■ **Complete the following**:
1) In the planted-tank forum post, what light does the poster plan to grow the plants under?
2) Write what comes next in the planted-tank forum thread, picking up after its last line.

■ **Document excerpt**:
# Noob Question



## Terra Incognita (Jun 12, 2007)

Ok, so I'll be starting my first "real" planted tank soon. I've done some test runs, and finally found my niche on how to grow my plants. This is great. But I'm curious about something.

I'll be getting some Aquasoil in the mail soon, about 2 months before I start on my tank. So, I was wondering if it would be practical to take a little tank I have. It's about 10''(l) 5'' (w) 1''(h). Shallow, long, and decently wide. I was thinking of taking some plants I have, mainly HC, but including others, and growing it under a 65w Coralife aqualight, keeping the AS moist, covering the whole thing with seran wrap, and basically leave it alone. After there's decent growth, transfering everything (including substrate) to my to-be planted tank when it's ready, and having an almost "instant planted tank" (aside from the die-off and regrowth part)? There may be an obvious answer, and if so, I'm sorry. I know people are growing HC well emersed and then submerging it and it does perfectly fine. I'm mainly concerned with everything else involved - ie, my lighting, substrate, etc. Really, I'd just like to grow a decent amount of HC, and having an 'instant' carpet, or atleast a large head start. Any input? Thanks.

■ **Data section**:
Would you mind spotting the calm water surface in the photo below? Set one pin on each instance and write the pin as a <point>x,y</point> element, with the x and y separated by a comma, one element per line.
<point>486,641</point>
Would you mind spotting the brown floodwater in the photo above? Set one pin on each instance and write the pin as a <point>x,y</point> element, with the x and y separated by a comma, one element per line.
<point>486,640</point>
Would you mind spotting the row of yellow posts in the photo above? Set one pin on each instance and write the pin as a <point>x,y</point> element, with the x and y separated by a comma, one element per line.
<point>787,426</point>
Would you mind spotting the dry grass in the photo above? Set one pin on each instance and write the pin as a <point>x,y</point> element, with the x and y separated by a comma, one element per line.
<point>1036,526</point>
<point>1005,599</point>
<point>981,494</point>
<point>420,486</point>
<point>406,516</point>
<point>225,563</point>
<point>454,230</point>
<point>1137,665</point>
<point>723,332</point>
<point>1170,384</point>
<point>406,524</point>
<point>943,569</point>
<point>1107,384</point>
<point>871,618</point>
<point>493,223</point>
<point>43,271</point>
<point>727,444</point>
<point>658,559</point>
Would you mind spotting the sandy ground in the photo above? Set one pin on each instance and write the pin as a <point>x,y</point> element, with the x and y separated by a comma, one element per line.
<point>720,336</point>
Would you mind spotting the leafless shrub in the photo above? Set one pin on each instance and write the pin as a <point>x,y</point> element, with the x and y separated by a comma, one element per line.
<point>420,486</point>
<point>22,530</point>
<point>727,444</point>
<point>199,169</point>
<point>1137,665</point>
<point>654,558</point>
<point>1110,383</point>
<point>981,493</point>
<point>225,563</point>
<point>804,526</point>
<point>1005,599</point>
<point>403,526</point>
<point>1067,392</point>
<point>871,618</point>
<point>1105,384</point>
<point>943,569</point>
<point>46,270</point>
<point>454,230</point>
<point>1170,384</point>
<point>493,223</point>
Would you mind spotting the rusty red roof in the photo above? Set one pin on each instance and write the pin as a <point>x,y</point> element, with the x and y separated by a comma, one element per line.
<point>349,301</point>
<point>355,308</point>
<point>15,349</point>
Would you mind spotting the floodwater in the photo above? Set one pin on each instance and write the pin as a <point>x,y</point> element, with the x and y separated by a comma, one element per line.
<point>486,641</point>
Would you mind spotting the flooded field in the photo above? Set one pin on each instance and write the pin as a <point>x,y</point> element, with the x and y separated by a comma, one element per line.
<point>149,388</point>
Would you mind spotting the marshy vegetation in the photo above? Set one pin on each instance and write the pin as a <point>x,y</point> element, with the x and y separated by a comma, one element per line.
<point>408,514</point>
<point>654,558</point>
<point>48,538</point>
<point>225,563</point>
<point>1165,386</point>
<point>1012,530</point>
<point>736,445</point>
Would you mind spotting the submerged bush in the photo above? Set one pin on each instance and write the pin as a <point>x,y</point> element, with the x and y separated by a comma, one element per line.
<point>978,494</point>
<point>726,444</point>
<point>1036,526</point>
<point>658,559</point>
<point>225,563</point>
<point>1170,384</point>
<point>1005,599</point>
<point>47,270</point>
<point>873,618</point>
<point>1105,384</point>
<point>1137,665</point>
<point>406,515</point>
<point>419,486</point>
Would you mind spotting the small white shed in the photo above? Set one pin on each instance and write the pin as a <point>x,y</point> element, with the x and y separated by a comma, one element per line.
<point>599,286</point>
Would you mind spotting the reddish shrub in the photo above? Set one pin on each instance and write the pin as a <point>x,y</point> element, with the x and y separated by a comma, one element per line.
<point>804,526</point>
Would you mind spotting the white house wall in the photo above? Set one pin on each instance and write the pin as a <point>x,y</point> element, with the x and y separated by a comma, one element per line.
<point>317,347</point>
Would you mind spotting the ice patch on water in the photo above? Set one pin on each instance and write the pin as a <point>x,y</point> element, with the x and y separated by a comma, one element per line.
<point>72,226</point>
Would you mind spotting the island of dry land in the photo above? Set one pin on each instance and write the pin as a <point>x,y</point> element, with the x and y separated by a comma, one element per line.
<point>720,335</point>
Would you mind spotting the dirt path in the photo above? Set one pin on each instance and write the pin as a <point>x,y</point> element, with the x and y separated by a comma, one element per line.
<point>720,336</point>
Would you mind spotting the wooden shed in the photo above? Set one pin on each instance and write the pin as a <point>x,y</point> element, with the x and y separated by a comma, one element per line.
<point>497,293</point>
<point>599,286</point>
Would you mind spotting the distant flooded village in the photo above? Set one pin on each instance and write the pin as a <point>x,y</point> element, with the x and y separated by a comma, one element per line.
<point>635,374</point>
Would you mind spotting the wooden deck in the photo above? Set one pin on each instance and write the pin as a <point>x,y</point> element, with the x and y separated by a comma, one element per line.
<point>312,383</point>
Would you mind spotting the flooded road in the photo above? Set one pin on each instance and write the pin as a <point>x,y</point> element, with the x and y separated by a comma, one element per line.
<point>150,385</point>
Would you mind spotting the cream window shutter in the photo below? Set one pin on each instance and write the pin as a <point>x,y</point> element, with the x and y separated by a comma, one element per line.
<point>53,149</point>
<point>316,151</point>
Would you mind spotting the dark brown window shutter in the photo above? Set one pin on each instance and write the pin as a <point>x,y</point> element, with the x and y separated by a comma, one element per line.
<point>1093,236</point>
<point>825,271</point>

■ **Written answers**:
1) A 65w Coralife aqualight.

2)
----------



## Zapins (Jul 28, 2004)

Sounds fine. 

Should work out nicely, just be sure not to overfill the container with water. 

Emersed HC will grow faster than submersed HC. It won't dry out in such a small container if the plastic wrap is relatively tight. Just be sure to leave a tiny hole or two for air circulation - plants breath too!

Get the light as close to the HC as possible without melting the plastic wrap.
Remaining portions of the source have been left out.